● **TEXT PASSAGE**:
New Delhi: George Fernandes, a lifelong socialist despite his political adventurism that included Cabinet posts in two ideological opposite governments where he ousted Coca-Cola in 1977 and oversaw the Kargil war in 1999, died Tuesday. He was 88.
Fernandes was suffering from Alzheimer’s disease, which had forced him out of the public eye for several years, and had recently contracted swine flu, his long time associate, Jaya Jaitly, said, adding that he died at his residence here.
Fernandes, who was born to a Christian family in Mangalore, Karnataka, burst into national limelight when as a firebrand trade unionist in Mumbai he organised a Railways strike in 1974 that brought the country to a standstill. Ironically, he became the Railways minister in 1989 under V.P. Singh’s National Front coalition government, comprising mostly Left leaning parties.
Despite being a staunch critic of the RSS, Fernandes joined the BJP-led NDA government under Prime Minister Atal Bihari Vajpayee in 1998 and 1999, in which he was appointed the defence minister. Under his stewardship India fought the Kargil war in 1999. It was also during his tenure that India conducted nuclear test at Pokhran in 1998.
He was also the Industry Minister under the Janata Party government which had defeated former Prime Minster Indira Gandhi in 1977. Soon he was at loggerheads with industrialists and slapped foreign exchange violation charges against Coca-Cola and IBM, which forced them to shut down their operations and quit India.
Coca-Cola was replaced by a local drink known as 77.
He faded away from public consciousness after unsuccessfully fighting the 2009 Parliamentary elections, ending a political career that began with him defeating veteran Congress MP S.K. Patil from Bombay South in the 1967 Lok Sabha Elections. He subsequently represented Muzzafarpur and Nalanda constituencies in Bihar, and was also a Rajya Sabha member in 2009-2010.

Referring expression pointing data

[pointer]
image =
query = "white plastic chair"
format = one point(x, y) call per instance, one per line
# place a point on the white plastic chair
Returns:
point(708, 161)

● **WORK ORDER 1**: List every ministerial post that the George Fernandes obituary says he held.
● **WORK ORDER 2**: Retype the George Fernandes obituary between "He was also" and "member in 2009-2010.", inclusive.

● **RESULT 1**: Railways minister, defence minister, Industry Minister

● **RESULT 2**:
He was also the Industry Minister under the Janata Party government which had defeated former Prime Minster Indira Gandhi in 1977. Soon he was at loggerheads with industrialists and slapped foreign exchange violation charges against Coca-Cola and IBM, which forced them to shut down their operations and quit India.
Coca-Cola was replaced by a local drink known as 77.
He faded away from public consciousness after unsuccessfully fighting the 2009 Parliamentary elections, ending a political career that began with him defeating veteran Congress MP S.K. Patil from Bombay South in the 1967 Lok Sabha Elections. He subsequently represented Muzzafarpur and Nalanda constituencies in Bihar, and was also a Rajya Sabha member in 2009-2010.